§ DATA SUPPLIED
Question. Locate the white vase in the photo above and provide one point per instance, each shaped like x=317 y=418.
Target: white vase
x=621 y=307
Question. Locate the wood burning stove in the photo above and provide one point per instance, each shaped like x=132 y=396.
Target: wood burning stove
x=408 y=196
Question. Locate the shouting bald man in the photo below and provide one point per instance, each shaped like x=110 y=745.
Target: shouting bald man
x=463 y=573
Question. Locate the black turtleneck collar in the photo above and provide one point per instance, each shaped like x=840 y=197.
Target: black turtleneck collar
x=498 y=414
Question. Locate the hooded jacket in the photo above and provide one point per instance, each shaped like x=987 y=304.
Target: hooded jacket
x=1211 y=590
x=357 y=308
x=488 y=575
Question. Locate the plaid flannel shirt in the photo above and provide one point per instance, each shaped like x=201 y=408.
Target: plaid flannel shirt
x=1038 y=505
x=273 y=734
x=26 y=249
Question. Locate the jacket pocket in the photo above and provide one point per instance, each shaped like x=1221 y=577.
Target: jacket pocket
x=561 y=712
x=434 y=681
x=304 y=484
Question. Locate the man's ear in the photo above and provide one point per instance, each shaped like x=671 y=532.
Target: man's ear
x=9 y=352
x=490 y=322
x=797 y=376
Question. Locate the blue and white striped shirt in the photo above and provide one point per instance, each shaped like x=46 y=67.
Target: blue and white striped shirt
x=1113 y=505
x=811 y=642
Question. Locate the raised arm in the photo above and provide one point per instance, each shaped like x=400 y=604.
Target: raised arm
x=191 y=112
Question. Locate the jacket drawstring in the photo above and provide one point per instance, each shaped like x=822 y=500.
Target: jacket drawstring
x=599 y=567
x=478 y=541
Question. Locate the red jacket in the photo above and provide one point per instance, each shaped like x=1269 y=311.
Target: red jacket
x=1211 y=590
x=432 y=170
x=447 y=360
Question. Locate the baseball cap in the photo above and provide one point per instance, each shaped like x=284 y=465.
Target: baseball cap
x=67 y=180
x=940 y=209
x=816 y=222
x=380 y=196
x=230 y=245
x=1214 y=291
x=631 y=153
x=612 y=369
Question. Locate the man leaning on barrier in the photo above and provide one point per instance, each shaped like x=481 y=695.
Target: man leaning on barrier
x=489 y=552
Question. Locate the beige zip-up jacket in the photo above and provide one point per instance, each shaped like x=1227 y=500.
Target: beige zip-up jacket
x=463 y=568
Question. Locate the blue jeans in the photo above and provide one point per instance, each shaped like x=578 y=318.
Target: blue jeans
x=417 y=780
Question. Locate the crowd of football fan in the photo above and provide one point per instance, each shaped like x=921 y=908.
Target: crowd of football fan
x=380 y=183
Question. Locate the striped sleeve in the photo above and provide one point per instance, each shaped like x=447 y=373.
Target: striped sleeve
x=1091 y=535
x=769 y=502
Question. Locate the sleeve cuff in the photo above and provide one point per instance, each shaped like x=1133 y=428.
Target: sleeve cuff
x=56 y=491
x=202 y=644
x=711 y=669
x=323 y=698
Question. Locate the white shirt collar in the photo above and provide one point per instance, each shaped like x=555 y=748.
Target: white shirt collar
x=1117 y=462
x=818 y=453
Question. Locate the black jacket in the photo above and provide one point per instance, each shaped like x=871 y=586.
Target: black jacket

§ STATED PROBLEM
Copy down the whole of the data above, matching it exactly.

§ EXPECTED ANSWER
Question. Locate the white vase in the photo above and provide one point per instance, each shaped like x=317 y=418.
Target: white vase
x=621 y=307
Question. Locate the wood burning stove in the photo above and provide one point per instance, each shaped like x=132 y=396.
Target: wood burning stove
x=408 y=196
Question. Locate the shouting bald man in the photo below and provide one point per instance, each shaped like x=110 y=745.
Target: shouting bald man
x=463 y=573
Question. Locate the black turtleneck collar in the photo above and provide one point per instance, each shaped like x=840 y=197.
Target: black turtleneck collar
x=498 y=414
Question. Locate the hooded jacket in the photo above and provide one point per instance, each shaped like x=987 y=304.
Target: hooded jacket
x=1211 y=590
x=357 y=308
x=488 y=575
Question. Locate the plaid flannel shirt in the photo above and provide one point per instance, each shaped like x=201 y=408.
Target: plaid flannel shirt
x=1038 y=505
x=273 y=734
x=26 y=249
Question. Locate the jacket pocket in the photo above and provide one point per instance, each shaped like x=1221 y=577.
Target: jacket pocket
x=561 y=712
x=434 y=681
x=304 y=484
Question. Locate the man's ear in the photo above and provide one point per instance, each shaped like x=671 y=532.
Target: man's ear
x=9 y=352
x=490 y=322
x=797 y=376
Question. Locate the blue and white striped shirt in the photo above and provide one point per instance, each shaped like x=46 y=67.
Target: blue and white striped shirt
x=1113 y=505
x=811 y=642
Question. Locate the raised arm in the photo above and provide one point per instance, each shaped like x=400 y=604.
Target: raised arm
x=191 y=112
Question. Locate the jacket drawstring in the photo above and provide one point per instance, each shaped like x=822 y=500.
Target: jacket drawstring
x=599 y=567
x=478 y=541
Question. Locate the red jacket in the photo above and provide one point per instance, each shaped like x=1269 y=311.
Target: red jacket
x=1211 y=590
x=432 y=170
x=447 y=360
Question. Locate the baseball cap in the photo above and provide one point per instance, each shaped like x=284 y=465.
Target: baseball cap
x=67 y=180
x=940 y=209
x=816 y=222
x=380 y=196
x=230 y=245
x=1214 y=291
x=631 y=153
x=612 y=369
Question. Locate the man leaning on barrier in the photo above and provide one point per instance, each shaped like x=481 y=695.
Target: man leaning on barrier
x=489 y=552
Question. Locate the beige zip-up jacket in the photo above and provide one point per instance, each shaped like x=1227 y=500.
Target: beige zip-up jacket
x=463 y=568
Question. Locate the blue jeans in the photo above and provide one point per instance, each shaped like x=578 y=318.
Target: blue jeans
x=417 y=780
Question. Locate the crowd of football fan in the photo above and provide one point per instance, each shaped like x=921 y=908.
Target: crowd of football fan
x=380 y=183
Question. Locate the striped sleeve in the photo above and provide one point per instance, each shaped like x=447 y=373.
Target: striped sleeve
x=1091 y=535
x=769 y=502
Question. Locate the sleeve cuff in the photo above and provide one point per instance, each shaped like x=1133 y=428.
Target: sleeve cuff
x=56 y=491
x=202 y=644
x=711 y=669
x=323 y=698
Question. Locate the white shirt collar in the photo above and provide one point per instance, each shaped like x=555 y=748.
Target: white shirt collar
x=1117 y=462
x=818 y=453
Question. Locate the black jacket in the photo above and provide one point per instance, each shaped like x=871 y=586.
Target: black jacket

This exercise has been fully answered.